> Goal of the exercise: Rewrite the lines of the records below as a JSON list of strings, one string per line, starting at the line that contains "the metal piping" and ending at the line that contains "[[432, 53]]". Skip blank lines and leave the pictures out.

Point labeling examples

begin

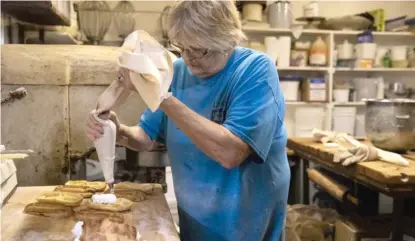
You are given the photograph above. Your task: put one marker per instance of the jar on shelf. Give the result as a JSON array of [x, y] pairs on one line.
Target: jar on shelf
[[318, 53]]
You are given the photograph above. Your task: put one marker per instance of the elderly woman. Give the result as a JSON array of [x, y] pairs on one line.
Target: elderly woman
[[223, 127]]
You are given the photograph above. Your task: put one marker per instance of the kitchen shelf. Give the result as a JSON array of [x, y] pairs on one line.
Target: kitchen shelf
[[266, 30], [358, 103], [392, 34], [291, 103], [307, 68], [375, 69]]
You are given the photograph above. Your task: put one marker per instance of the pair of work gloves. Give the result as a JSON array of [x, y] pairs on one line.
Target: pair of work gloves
[[355, 151]]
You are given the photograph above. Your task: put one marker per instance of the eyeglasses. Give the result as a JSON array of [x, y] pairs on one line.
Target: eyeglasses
[[191, 53]]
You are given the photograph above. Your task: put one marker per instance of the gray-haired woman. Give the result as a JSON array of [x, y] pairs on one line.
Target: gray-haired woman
[[223, 128]]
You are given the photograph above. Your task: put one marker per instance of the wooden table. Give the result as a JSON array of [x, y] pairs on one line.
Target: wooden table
[[392, 180], [151, 218]]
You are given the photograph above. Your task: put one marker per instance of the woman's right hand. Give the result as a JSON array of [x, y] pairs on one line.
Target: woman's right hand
[[95, 129]]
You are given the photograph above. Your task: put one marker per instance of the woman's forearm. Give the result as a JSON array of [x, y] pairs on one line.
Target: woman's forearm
[[213, 139], [134, 138]]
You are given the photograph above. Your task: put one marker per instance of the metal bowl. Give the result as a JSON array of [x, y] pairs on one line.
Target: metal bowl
[[390, 124]]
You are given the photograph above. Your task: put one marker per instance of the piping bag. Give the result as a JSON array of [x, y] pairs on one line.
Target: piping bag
[[151, 73]]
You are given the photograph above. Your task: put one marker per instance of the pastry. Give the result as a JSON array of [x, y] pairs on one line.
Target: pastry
[[132, 195], [85, 192], [120, 205], [97, 186], [147, 188], [65, 198], [48, 210]]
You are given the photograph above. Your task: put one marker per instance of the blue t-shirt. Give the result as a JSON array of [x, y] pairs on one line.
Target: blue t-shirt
[[247, 202]]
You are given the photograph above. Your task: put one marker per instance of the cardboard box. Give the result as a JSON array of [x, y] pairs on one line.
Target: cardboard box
[[314, 90]]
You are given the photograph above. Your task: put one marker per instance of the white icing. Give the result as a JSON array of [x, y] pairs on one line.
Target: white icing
[[105, 147], [77, 230], [104, 198]]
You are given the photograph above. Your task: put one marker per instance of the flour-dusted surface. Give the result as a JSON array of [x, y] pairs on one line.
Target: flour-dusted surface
[[151, 218]]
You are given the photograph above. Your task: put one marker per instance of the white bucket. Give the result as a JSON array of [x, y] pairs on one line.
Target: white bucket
[[290, 89], [308, 118], [344, 119], [341, 95]]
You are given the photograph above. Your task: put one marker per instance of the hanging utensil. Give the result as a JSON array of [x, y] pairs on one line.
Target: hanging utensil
[[14, 94]]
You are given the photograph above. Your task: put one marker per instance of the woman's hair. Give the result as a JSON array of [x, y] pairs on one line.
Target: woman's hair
[[213, 24]]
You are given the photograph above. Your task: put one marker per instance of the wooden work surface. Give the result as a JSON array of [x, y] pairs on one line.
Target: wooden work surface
[[385, 176], [151, 218]]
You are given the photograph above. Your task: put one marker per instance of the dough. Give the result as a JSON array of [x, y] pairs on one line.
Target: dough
[[67, 199], [48, 210], [97, 186], [85, 192]]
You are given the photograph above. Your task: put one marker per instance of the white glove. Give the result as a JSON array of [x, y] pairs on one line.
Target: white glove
[[352, 155]]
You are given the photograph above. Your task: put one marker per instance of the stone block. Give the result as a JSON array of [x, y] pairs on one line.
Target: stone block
[[39, 122], [58, 64]]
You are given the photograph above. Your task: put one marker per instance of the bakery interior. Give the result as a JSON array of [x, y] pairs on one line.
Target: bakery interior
[[350, 65]]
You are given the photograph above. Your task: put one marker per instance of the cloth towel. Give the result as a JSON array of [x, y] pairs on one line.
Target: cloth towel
[[151, 72]]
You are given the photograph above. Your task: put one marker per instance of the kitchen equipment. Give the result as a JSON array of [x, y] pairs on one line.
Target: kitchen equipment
[[280, 15], [360, 125], [380, 54], [376, 18], [363, 63], [14, 94], [318, 52], [284, 51], [272, 47], [299, 58], [347, 23], [398, 90], [398, 53], [105, 147], [311, 9], [366, 88], [399, 63], [390, 124], [365, 50], [345, 50], [344, 120], [314, 90], [311, 15], [364, 37], [252, 11], [341, 95], [289, 86]]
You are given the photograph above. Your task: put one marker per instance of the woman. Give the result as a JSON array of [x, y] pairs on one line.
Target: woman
[[223, 128]]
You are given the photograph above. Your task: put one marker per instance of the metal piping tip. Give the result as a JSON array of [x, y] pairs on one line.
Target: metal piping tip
[[111, 185]]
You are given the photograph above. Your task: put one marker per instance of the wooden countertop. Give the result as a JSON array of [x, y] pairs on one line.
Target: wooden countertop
[[384, 176], [151, 218]]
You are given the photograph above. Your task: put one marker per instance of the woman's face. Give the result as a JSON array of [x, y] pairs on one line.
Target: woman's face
[[123, 76]]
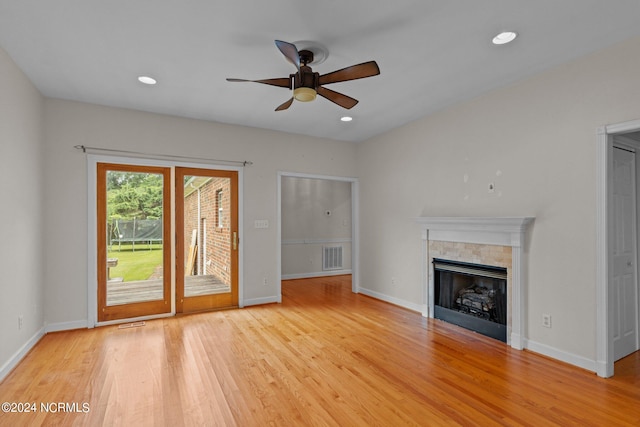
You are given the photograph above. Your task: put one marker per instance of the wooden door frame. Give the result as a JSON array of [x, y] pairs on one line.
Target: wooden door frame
[[205, 302], [117, 312], [92, 268], [604, 363]]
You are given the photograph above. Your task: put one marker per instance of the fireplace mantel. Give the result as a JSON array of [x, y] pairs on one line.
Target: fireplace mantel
[[507, 231], [502, 231]]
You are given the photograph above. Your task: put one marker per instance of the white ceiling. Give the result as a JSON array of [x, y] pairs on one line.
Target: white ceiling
[[432, 53]]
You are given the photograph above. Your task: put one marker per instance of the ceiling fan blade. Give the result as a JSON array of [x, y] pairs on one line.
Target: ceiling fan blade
[[360, 71], [281, 82], [342, 100], [285, 105], [290, 51]]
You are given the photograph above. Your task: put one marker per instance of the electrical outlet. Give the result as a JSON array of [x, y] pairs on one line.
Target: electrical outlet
[[261, 223], [546, 320]]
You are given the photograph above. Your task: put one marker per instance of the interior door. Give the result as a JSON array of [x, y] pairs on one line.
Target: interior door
[[624, 281], [134, 257], [207, 239]]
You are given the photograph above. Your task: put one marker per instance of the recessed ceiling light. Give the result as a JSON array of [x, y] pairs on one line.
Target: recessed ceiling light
[[505, 37], [147, 80]]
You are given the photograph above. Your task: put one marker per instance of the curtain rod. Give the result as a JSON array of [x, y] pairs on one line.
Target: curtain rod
[[94, 150]]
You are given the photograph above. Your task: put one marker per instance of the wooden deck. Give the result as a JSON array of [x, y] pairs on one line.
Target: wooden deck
[[119, 292], [324, 357]]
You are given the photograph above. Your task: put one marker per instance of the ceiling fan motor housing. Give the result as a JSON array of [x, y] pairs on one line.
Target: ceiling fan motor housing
[[305, 83]]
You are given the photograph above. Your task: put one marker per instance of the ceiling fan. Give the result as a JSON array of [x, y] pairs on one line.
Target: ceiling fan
[[306, 83]]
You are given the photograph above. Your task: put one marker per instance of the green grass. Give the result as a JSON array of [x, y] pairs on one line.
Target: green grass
[[138, 265]]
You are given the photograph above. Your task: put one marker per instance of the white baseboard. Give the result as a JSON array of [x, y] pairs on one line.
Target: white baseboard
[[19, 355], [563, 356], [65, 326], [315, 274], [420, 308], [260, 301]]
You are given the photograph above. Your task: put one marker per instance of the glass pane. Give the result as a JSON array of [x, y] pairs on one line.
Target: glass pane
[[207, 234], [134, 237]]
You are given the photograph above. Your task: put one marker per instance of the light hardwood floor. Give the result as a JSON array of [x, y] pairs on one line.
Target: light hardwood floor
[[324, 356]]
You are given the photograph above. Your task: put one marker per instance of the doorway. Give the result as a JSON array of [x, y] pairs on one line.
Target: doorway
[[315, 256], [145, 216], [617, 301]]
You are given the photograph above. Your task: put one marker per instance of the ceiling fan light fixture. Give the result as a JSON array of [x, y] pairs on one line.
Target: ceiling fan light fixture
[[304, 94], [147, 80], [505, 37]]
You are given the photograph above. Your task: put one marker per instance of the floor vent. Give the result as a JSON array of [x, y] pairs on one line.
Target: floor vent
[[332, 258]]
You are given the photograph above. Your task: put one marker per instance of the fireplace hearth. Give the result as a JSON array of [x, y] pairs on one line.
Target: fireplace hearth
[[473, 296]]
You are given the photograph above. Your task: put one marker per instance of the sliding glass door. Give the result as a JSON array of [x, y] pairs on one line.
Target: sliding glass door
[[207, 239], [134, 256]]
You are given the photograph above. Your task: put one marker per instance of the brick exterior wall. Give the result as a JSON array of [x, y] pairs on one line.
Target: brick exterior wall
[[217, 259]]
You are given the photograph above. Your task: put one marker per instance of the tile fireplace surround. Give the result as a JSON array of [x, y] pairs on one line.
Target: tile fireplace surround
[[481, 240]]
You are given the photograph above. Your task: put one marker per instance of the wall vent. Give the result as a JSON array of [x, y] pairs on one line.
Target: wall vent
[[332, 258]]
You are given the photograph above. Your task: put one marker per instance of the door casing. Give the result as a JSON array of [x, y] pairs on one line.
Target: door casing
[[163, 161], [604, 363]]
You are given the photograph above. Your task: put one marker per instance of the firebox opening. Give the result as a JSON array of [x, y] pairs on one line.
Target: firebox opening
[[472, 296]]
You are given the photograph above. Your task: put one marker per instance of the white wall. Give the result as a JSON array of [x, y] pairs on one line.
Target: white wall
[[536, 141], [71, 123], [21, 191], [306, 227]]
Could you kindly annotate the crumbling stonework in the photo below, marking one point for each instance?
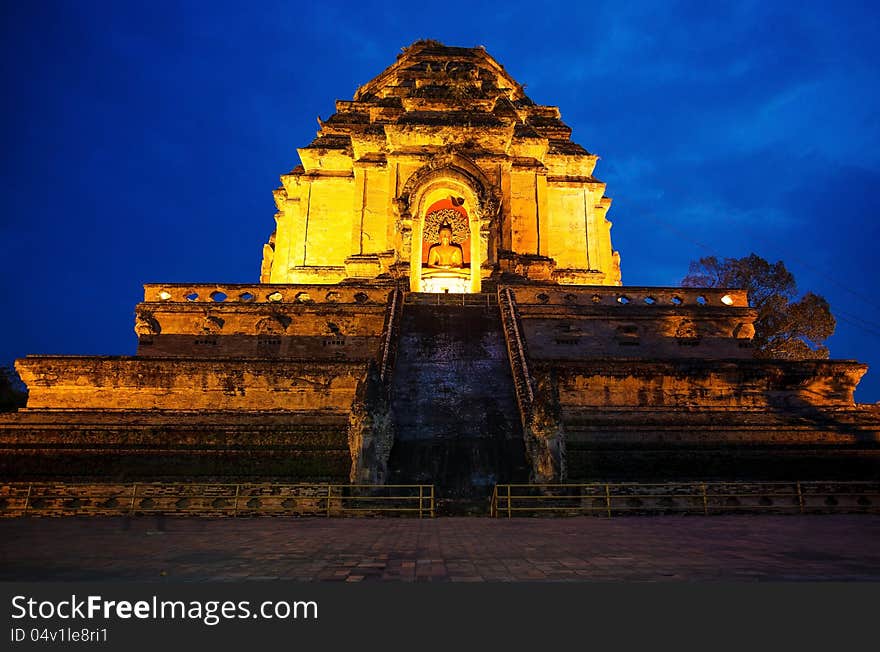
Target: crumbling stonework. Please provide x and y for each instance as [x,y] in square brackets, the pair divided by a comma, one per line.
[348,359]
[544,434]
[370,430]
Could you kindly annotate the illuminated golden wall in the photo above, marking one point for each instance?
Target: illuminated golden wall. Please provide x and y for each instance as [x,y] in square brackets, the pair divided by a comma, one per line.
[442,123]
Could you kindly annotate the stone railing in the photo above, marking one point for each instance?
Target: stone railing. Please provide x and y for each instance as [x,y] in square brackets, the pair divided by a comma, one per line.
[389,338]
[265,294]
[662,297]
[516,353]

end

> Complete answer:
[
  "You are given the photograph above. Your task: put one marker per instance of the metal piping tip. Give the result as a JSON array of [x, y] pairs on one line.",
  "Target: metal piping tip",
  "[[111, 185]]",
  "You are given the photograph above. Your task: put one marker per instance of the wooden countertop. Give the result as a JSON array of [x, y] pairs on one line.",
  "Target: wooden countertop",
  "[[384, 176], [151, 218]]",
  "You are given the photograph above. Your task: put one marker per instance of the woman's face. Give the result as a JSON array of [x, y] pairs on one line.",
  "Target: woman's face",
  "[[123, 76]]",
  "You are given the photograph above. Your task: put one marker per instance of the wooden door frame. Give the result as a JSON array of [x, y] pairs on one line.",
  "Target: wooden door frame",
  "[[205, 302], [117, 312], [92, 268], [604, 363]]",
  "You are given the photograph above. Your task: put one marker per instance of the fireplace mantel. Give the result as a JSON array of [x, y] pairs on one line.",
  "Target: fireplace mantel",
  "[[507, 231], [502, 231]]",
  "You are given the photograph above. Your task: put one marker per instance of the white ceiling. Give the result as a JSON array of [x, y] pairs on one line.",
  "Target: white ceiling",
  "[[432, 53]]"
]